Exercise requirements: Copy out the passage on the painter and miner Sam Byrne word for word, from its heading to its final sentence.

Sam Byrne
Michael Eldridge Samuel [Sam] Byrne was an early naive painter and miner who grew up in Broken Hill and whose art was an expression and record of his life as an underground miner. His later paintings are social commentary as much as observations and humorous anecdotes. They capture dust storms engulfing Afghan cameleers, and desert floods stranding rabbits and goats – introduced species that wreaked environmental havoc – while native animals roamed freely. He painted miners being blown apart by underground explosions, and scenes from the miners’ strikes of the late nineteenth and early twentieth century, and the hardships and challenges of living and working in the outback and in the mines. Byrne called himself a socialist, and his political ideology is reflected in his paintings.

Data excerpts:
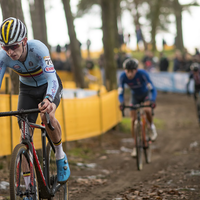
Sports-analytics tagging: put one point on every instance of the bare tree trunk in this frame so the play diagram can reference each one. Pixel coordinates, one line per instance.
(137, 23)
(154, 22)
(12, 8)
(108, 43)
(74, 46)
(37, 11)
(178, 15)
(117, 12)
* * *
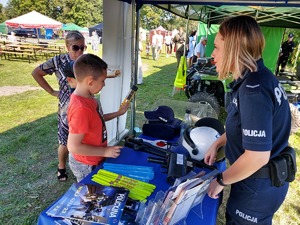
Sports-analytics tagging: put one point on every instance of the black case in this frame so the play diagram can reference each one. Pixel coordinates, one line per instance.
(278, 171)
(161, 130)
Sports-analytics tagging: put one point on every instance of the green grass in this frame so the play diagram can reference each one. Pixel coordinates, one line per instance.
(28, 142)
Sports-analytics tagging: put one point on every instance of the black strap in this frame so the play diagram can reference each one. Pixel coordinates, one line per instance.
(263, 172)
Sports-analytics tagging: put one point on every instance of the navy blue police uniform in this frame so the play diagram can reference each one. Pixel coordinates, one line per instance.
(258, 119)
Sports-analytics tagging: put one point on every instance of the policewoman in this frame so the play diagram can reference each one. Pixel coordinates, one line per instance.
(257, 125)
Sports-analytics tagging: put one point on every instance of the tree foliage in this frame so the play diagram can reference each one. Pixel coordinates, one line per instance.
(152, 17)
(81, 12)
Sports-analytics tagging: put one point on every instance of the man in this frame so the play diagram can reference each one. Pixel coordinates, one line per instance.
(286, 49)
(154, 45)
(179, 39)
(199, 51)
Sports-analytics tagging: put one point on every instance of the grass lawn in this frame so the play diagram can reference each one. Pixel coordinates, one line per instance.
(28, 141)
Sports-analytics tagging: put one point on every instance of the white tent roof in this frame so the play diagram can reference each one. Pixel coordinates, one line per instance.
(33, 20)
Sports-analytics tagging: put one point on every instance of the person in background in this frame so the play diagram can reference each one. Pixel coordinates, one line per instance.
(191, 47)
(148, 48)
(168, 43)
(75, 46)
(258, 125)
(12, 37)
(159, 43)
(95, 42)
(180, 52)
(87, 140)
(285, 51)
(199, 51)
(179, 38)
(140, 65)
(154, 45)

Response to this task:
Sam Byrne
Michael Eldridge Samuel [Sam] Byrne was an early naive painter and miner who grew up in Broken Hill and whose art was an expression and record of his life as an underground miner. His later paintings are social commentary as much as observations and humorous anecdotes. They capture dust storms engulfing Afghan cameleers, and desert floods stranding rabbits and goats – introduced species that wreaked environmental havoc – while native animals roamed freely. He painted miners being blown apart by underground explosions, and scenes from the miners’ strikes of the late nineteenth and early twentieth century, and the hardships and challenges of living and working in the outback and in the mines. Byrne called himself a socialist, and his political ideology is reflected in his paintings.